*Set task:* Reproduce each line of the data below without any changes.

*Dataset excerpt:*
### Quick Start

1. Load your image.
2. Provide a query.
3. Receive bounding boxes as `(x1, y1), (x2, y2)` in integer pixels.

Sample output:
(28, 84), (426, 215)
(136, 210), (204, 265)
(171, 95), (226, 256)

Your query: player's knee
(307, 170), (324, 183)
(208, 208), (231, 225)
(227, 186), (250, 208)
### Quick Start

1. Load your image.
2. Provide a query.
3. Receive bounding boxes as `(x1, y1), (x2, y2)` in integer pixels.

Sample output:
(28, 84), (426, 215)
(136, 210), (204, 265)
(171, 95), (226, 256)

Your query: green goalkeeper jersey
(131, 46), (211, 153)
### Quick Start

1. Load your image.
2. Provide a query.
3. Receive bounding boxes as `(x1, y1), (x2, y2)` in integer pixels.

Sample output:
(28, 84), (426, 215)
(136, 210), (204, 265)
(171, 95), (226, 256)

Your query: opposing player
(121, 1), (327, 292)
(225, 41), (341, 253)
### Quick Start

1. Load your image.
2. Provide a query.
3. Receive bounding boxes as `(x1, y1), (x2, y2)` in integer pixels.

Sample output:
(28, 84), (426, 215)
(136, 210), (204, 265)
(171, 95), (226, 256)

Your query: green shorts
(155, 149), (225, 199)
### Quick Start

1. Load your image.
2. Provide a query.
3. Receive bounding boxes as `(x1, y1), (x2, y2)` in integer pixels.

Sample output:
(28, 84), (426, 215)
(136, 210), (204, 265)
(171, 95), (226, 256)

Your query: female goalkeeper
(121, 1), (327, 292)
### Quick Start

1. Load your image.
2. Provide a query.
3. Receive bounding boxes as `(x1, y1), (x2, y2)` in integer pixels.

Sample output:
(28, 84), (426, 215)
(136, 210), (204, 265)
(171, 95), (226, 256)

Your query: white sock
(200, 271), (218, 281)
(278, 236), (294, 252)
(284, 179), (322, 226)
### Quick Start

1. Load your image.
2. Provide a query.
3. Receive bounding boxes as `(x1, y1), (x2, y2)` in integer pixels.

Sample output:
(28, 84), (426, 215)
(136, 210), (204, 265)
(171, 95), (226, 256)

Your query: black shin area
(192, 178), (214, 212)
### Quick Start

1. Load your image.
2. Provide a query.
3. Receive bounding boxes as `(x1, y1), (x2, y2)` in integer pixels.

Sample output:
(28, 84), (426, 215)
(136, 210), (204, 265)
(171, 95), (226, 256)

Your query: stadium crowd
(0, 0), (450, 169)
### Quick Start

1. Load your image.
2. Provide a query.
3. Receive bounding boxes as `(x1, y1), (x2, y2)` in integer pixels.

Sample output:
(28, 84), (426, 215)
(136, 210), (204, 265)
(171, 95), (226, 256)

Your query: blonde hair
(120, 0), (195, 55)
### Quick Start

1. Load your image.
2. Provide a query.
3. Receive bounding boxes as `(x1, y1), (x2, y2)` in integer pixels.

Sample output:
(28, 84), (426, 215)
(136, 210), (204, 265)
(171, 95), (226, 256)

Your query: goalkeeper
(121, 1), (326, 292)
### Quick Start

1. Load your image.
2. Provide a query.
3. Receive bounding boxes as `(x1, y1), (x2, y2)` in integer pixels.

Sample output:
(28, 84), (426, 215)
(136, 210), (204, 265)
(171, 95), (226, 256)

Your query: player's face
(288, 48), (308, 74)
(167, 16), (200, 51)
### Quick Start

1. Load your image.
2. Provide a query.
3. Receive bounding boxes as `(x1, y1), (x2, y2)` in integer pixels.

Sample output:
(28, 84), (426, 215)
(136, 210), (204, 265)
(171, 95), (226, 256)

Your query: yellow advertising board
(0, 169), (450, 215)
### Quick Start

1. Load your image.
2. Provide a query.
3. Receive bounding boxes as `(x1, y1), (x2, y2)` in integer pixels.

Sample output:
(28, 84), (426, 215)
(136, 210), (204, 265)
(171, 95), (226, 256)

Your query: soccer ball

*Exercise solution:*
### Quick Start

1. Load your image.
2. Provide a query.
3. Receive bounding boxes as `(x1, y1), (x2, y2)` in integer pixels.

Sample output:
(28, 84), (426, 215)
(136, 210), (204, 265)
(171, 95), (226, 256)

Your query: player's knee
(307, 170), (324, 183)
(208, 208), (231, 225)
(227, 186), (250, 208)
### Quick Start

1. Load your image.
2. Provide a query.
3. Receive bounding boxes as `(x1, y1), (x2, y2)` in integer pixels.

Sample output:
(28, 84), (426, 215)
(136, 210), (204, 265)
(171, 95), (226, 256)

Your query: green goalkeeper jersey
(131, 46), (211, 153)
### Quick Start

1. Load your image.
2. Provide a query.
3. Receive bounding boxes as `(x1, y1), (x2, y2)` in integer pixels.

Sample output:
(28, 84), (426, 215)
(136, 210), (204, 265)
(171, 95), (226, 256)

Your query: opposing player
(121, 1), (327, 292)
(225, 41), (341, 253)
### Quick Start

1. Load your image.
2. Provide a query.
3. Receive bounding boxes as `(x1, y1), (x2, y2)` in integer pixels.

Sample output:
(28, 84), (426, 215)
(136, 210), (204, 265)
(171, 95), (226, 256)

Your query: green shorts
(155, 149), (225, 199)
### Quick Start

1. Load your image.
2. Provide a query.
3. Receive bounding boxes as `(x1, y1), (x2, y2)` in integer pixels.

Sample output:
(28, 84), (426, 215)
(136, 210), (204, 265)
(171, 95), (226, 256)

Your query: female goalkeeper
(121, 1), (327, 292)
### Quick Start

1. Load your image.
2. Provide a query.
3. Receive bounding boxes as `(x1, y1), (x2, y2)` in integer pixels.

Sample output:
(28, 84), (426, 215)
(136, 210), (204, 265)
(171, 95), (226, 256)

Your query: white sock
(200, 271), (218, 281)
(278, 236), (294, 252)
(284, 179), (322, 226)
### Quick Start

1. Load your image.
2. Provide a query.
3. Receive bounding boxes as `(x1, y1), (x2, y2)` in integer pixels.

Sample output:
(28, 84), (426, 215)
(136, 210), (204, 265)
(171, 95), (226, 256)

Your query: black shin area
(192, 178), (214, 212)
### Quick Start

1. Load your image.
2. Provide a query.
3. Receive bounding boxes as `(x1, y1), (x2, y2)` in integer pixels.

Sample output:
(28, 84), (426, 215)
(136, 210), (204, 265)
(171, 95), (226, 256)

Your query: stadium crowd
(0, 0), (450, 169)
### Quick Start

1. Load your image.
2. Provide a query.
3. Receive bounding boxes as `(x1, y1), (x2, y2)` in integer pixels.

Sample output:
(28, 84), (426, 215)
(136, 210), (204, 265)
(171, 95), (226, 256)

Your query: blonde hair
(120, 0), (195, 55)
### Quick Start

1. Load your image.
2. Provide a query.
3. Receive bounding boxes as `(x1, y1), (x2, y2)` in integer pixels.

Sample output:
(28, 84), (426, 215)
(136, 210), (204, 265)
(171, 95), (226, 256)

Your query: goalkeeper
(121, 1), (326, 292)
### Quick Start

1. Load your image.
2. Provide a query.
3. Receive bounding boxes as `(x1, y1), (x2, y2)` in integer pixels.

Sample output:
(28, 84), (426, 215)
(136, 210), (204, 265)
(171, 95), (226, 256)

Your query: player's face
(288, 48), (308, 74)
(167, 16), (200, 51)
### Quick Start

1. Load your image.
2. Provide a query.
3. Receive bounding boxes as `(x1, y1), (x2, y2)` in integer pixels.

Sample output:
(28, 84), (426, 215)
(136, 210), (204, 265)
(171, 95), (226, 256)

Your query: yellow advertising board
(0, 169), (450, 215)
### Quick Start

1. Load your image.
2. Provide a query.
3. Receive bounding boxes as `(x1, y1), (x2, y2)` in integer pixels.

Sample output:
(28, 84), (426, 215)
(136, 210), (204, 265)
(171, 95), (226, 256)

Your query: soccer ball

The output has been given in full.